### Stored records

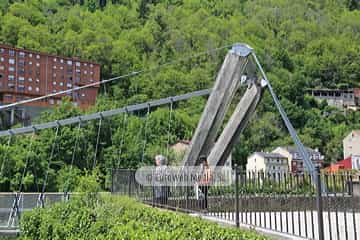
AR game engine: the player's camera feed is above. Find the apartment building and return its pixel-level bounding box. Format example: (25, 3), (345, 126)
(0, 44), (100, 125)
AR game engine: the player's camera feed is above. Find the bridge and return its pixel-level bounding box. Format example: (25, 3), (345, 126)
(0, 43), (348, 240)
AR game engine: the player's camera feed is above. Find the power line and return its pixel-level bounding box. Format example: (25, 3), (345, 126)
(0, 44), (232, 111)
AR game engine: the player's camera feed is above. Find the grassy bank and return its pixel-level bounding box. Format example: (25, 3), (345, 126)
(20, 196), (266, 240)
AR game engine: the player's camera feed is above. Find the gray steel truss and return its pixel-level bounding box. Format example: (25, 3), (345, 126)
(184, 44), (316, 180)
(0, 89), (211, 137)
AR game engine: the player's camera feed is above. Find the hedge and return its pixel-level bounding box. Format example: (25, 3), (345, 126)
(20, 196), (267, 240)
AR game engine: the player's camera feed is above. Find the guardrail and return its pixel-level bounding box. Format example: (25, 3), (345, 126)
(112, 168), (360, 240)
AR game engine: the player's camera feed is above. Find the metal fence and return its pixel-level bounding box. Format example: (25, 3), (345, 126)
(0, 193), (64, 230)
(111, 169), (360, 240)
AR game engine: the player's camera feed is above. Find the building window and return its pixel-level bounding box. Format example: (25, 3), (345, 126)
(8, 83), (15, 89)
(18, 85), (25, 92)
(4, 94), (12, 100)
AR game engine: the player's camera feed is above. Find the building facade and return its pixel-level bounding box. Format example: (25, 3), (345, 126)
(246, 152), (289, 173)
(246, 152), (289, 181)
(343, 130), (360, 158)
(0, 44), (100, 125)
(307, 88), (360, 110)
(272, 146), (324, 173)
(0, 44), (100, 108)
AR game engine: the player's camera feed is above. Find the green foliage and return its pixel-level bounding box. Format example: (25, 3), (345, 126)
(20, 196), (267, 240)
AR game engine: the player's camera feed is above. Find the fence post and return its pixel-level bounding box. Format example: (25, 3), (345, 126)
(235, 165), (240, 227)
(128, 170), (131, 197)
(315, 166), (324, 240)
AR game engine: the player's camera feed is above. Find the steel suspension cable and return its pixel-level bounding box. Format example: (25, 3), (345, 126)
(141, 105), (150, 163)
(116, 111), (128, 169)
(38, 125), (60, 208)
(0, 44), (233, 110)
(64, 122), (81, 200)
(18, 129), (36, 193)
(166, 101), (174, 161)
(8, 128), (36, 226)
(0, 135), (12, 177)
(92, 118), (103, 169)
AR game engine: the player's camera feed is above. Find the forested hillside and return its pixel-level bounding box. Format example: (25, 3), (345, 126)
(0, 0), (360, 191)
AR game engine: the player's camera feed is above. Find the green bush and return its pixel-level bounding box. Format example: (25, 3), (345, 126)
(21, 196), (266, 240)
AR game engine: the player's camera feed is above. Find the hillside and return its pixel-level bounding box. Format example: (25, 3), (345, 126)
(0, 0), (360, 191)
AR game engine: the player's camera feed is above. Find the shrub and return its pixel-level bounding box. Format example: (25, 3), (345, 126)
(21, 196), (266, 240)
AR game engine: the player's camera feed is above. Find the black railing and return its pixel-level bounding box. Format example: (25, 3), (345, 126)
(112, 169), (360, 240)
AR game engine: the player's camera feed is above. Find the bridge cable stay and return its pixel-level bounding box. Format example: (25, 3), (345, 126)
(64, 121), (81, 201)
(7, 128), (36, 227)
(37, 124), (60, 208)
(166, 98), (174, 161)
(0, 44), (233, 111)
(141, 104), (150, 163)
(0, 89), (212, 137)
(116, 110), (129, 169)
(92, 117), (103, 169)
(0, 135), (13, 177)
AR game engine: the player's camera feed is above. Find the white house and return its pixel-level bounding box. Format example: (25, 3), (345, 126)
(343, 130), (360, 158)
(272, 146), (324, 172)
(246, 152), (289, 175)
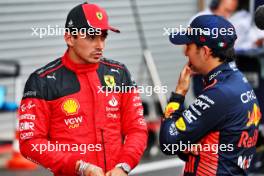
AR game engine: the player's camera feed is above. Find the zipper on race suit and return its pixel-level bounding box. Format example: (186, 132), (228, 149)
(101, 129), (107, 172)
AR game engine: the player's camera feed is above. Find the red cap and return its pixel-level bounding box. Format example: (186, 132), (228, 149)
(65, 3), (120, 33)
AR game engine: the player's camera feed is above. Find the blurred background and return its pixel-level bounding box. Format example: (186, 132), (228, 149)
(0, 0), (264, 176)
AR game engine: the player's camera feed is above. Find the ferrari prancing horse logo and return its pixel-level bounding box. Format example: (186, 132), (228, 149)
(104, 75), (116, 87)
(96, 12), (103, 20)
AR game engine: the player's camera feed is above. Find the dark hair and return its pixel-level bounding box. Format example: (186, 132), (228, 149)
(211, 47), (236, 62)
(196, 44), (236, 62)
(209, 0), (221, 11)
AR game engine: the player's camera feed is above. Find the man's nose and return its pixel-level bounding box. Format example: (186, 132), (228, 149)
(183, 45), (187, 56)
(95, 36), (105, 50)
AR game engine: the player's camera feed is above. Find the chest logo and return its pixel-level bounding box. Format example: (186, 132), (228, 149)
(108, 96), (118, 107)
(104, 75), (116, 87)
(62, 98), (80, 116)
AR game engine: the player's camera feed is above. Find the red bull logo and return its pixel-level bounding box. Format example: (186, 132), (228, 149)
(247, 103), (261, 127)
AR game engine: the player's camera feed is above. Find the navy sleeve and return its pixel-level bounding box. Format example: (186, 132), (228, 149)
(160, 88), (228, 155)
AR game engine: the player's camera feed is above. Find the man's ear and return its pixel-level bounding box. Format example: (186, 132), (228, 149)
(203, 46), (212, 59)
(64, 32), (74, 47)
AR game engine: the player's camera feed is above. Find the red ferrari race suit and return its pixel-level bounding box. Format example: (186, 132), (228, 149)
(19, 52), (147, 176)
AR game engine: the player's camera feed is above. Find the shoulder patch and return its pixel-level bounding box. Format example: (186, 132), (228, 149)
(34, 58), (63, 77)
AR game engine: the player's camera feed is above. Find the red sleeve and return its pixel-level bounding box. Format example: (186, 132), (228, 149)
(19, 73), (79, 175)
(118, 93), (148, 169)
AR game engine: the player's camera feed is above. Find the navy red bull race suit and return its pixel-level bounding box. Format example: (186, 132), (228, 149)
(160, 62), (261, 176)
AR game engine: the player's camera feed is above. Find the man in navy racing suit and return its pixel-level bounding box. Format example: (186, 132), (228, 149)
(160, 15), (261, 176)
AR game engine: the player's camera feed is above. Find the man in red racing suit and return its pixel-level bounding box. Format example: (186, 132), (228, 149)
(19, 4), (147, 176)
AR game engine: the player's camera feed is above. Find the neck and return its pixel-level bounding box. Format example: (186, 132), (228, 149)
(205, 57), (223, 75)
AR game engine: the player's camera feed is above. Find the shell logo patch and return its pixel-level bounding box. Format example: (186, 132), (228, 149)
(104, 75), (116, 87)
(96, 12), (103, 20)
(61, 98), (80, 116)
(247, 103), (261, 127)
(175, 117), (186, 131)
(165, 102), (180, 118)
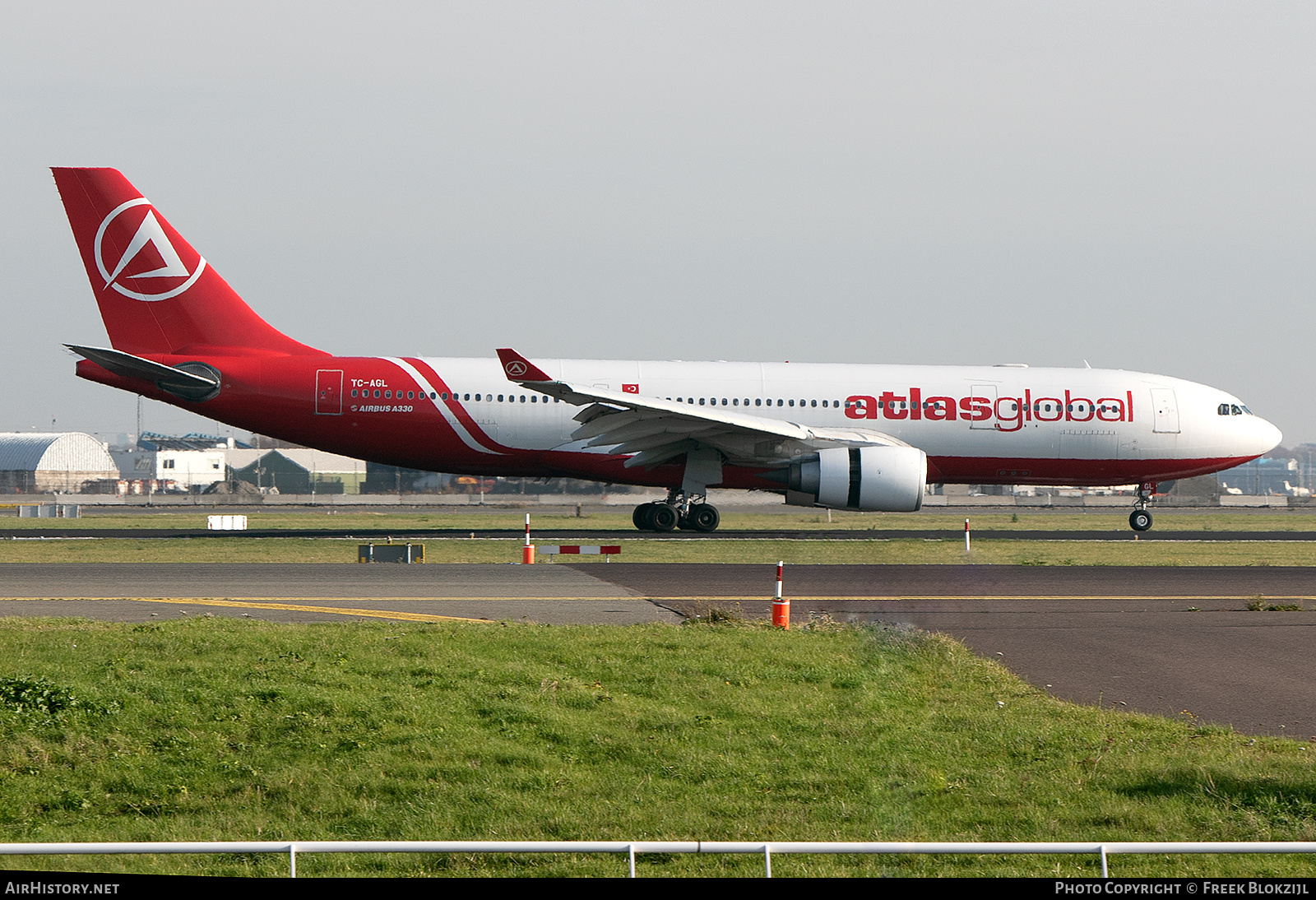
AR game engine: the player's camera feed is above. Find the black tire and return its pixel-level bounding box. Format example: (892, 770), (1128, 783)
(653, 503), (680, 531)
(630, 503), (658, 531)
(689, 503), (722, 534)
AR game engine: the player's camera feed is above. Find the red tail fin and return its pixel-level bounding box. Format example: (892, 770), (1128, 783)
(51, 169), (321, 355)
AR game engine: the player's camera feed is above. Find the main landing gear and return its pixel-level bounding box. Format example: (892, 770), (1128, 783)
(1129, 481), (1156, 531)
(630, 489), (722, 533)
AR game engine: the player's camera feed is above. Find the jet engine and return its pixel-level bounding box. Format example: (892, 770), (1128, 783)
(785, 446), (928, 512)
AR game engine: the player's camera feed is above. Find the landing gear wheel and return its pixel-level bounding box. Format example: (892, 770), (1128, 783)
(686, 503), (722, 533)
(630, 503), (660, 531)
(650, 503), (680, 531)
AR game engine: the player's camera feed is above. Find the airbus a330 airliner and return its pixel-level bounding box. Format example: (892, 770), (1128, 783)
(53, 169), (1281, 531)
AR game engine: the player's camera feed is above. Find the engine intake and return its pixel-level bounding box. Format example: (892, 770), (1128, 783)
(785, 446), (928, 512)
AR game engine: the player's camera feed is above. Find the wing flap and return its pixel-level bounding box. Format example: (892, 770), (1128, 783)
(498, 350), (906, 468)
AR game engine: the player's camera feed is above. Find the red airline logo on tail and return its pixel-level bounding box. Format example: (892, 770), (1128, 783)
(92, 197), (206, 301)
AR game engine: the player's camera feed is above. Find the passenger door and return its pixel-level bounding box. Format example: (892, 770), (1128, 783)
(316, 369), (342, 415)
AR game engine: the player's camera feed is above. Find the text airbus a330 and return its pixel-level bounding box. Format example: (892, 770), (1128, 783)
(53, 169), (1281, 531)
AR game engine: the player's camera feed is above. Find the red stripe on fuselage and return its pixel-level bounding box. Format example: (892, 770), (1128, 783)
(401, 356), (516, 454)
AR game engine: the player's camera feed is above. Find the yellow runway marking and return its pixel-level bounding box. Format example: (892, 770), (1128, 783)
(0, 591), (1316, 600)
(0, 597), (489, 623)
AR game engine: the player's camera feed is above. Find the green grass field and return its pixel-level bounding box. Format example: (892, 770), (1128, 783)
(7, 504), (1316, 534)
(0, 619), (1316, 876)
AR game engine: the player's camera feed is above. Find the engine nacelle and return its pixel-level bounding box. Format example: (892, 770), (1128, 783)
(785, 446), (928, 512)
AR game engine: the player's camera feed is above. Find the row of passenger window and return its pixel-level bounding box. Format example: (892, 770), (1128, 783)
(667, 397), (850, 409)
(351, 391), (562, 402)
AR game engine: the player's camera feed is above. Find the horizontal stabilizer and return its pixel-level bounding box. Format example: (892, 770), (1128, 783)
(64, 343), (220, 400)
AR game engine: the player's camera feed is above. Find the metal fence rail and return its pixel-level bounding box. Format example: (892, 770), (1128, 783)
(0, 841), (1316, 878)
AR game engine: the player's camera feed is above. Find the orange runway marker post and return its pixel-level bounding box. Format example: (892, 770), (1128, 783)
(521, 513), (535, 566)
(772, 562), (791, 630)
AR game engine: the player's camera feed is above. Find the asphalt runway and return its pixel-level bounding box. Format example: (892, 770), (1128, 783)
(0, 564), (682, 625)
(0, 564), (1316, 740)
(0, 527), (1316, 544)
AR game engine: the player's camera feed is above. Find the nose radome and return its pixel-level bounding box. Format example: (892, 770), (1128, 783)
(1254, 415), (1285, 452)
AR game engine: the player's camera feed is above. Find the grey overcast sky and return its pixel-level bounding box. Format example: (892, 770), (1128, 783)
(0, 0), (1316, 446)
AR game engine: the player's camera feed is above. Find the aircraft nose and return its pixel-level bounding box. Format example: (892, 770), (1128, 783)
(1252, 415), (1285, 455)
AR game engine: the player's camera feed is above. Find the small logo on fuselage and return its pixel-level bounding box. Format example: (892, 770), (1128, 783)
(92, 197), (206, 301)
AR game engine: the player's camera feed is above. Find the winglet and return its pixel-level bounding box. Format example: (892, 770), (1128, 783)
(498, 347), (554, 384)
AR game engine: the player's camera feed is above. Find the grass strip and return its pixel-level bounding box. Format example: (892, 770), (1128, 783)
(0, 613), (1316, 876)
(7, 510), (1316, 536)
(7, 537), (1316, 566)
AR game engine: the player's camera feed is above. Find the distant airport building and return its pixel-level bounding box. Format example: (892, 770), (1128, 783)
(110, 432), (248, 494)
(228, 448), (366, 494)
(0, 432), (118, 494)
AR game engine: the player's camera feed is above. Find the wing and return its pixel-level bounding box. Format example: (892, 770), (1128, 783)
(498, 349), (908, 468)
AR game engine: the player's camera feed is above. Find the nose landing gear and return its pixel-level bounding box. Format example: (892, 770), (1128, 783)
(1129, 481), (1156, 531)
(630, 489), (722, 533)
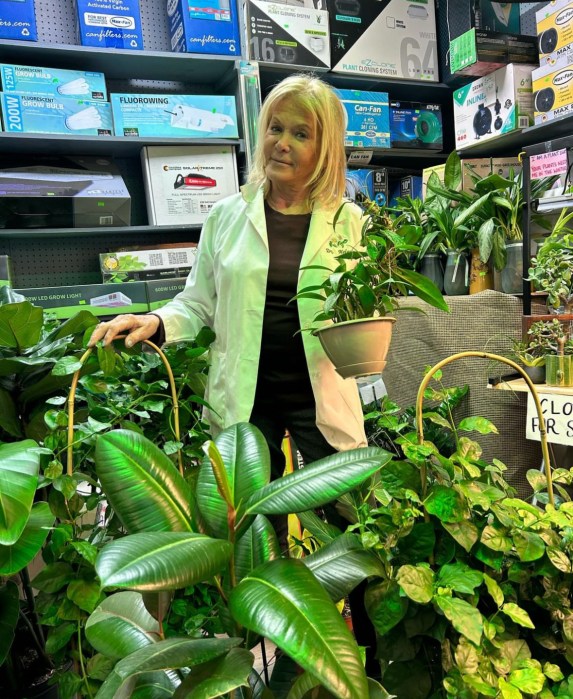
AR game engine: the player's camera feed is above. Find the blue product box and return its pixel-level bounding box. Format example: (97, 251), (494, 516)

######

Multiply every bounding-box coordinate by 1.25 in the answers between the line holding "the green foliage" and the line holding "(92, 118), (103, 169)", inclusive, rounding to whole numbers with halves rounded up. Reproduce only those lines, with the item text itself left unchanged.

# Output
AR game engine: the player's camera feed is above. Find the green foliage and return its pixel-level bounding box. Format example: (25, 3), (345, 126)
(25, 245), (334, 300)
AR game engine: the player's camera feed is above. Find the fence post and return its pixel-level bounding box. Format example: (25, 3), (345, 126)
(294, 206), (300, 284)
(160, 213), (164, 246)
(394, 208), (405, 300)
AR game engine: the player's camera feed is above. Find the steel suspension cable and return its pixel-level bounding box. Format example: (25, 3), (345, 126)
(176, 131), (188, 204)
(145, 139), (160, 211)
(48, 156), (75, 260)
(0, 55), (291, 138)
(80, 153), (101, 250)
(23, 161), (45, 241)
(208, 126), (218, 201)
(10, 160), (45, 283)
(0, 169), (15, 221)
(115, 148), (129, 211)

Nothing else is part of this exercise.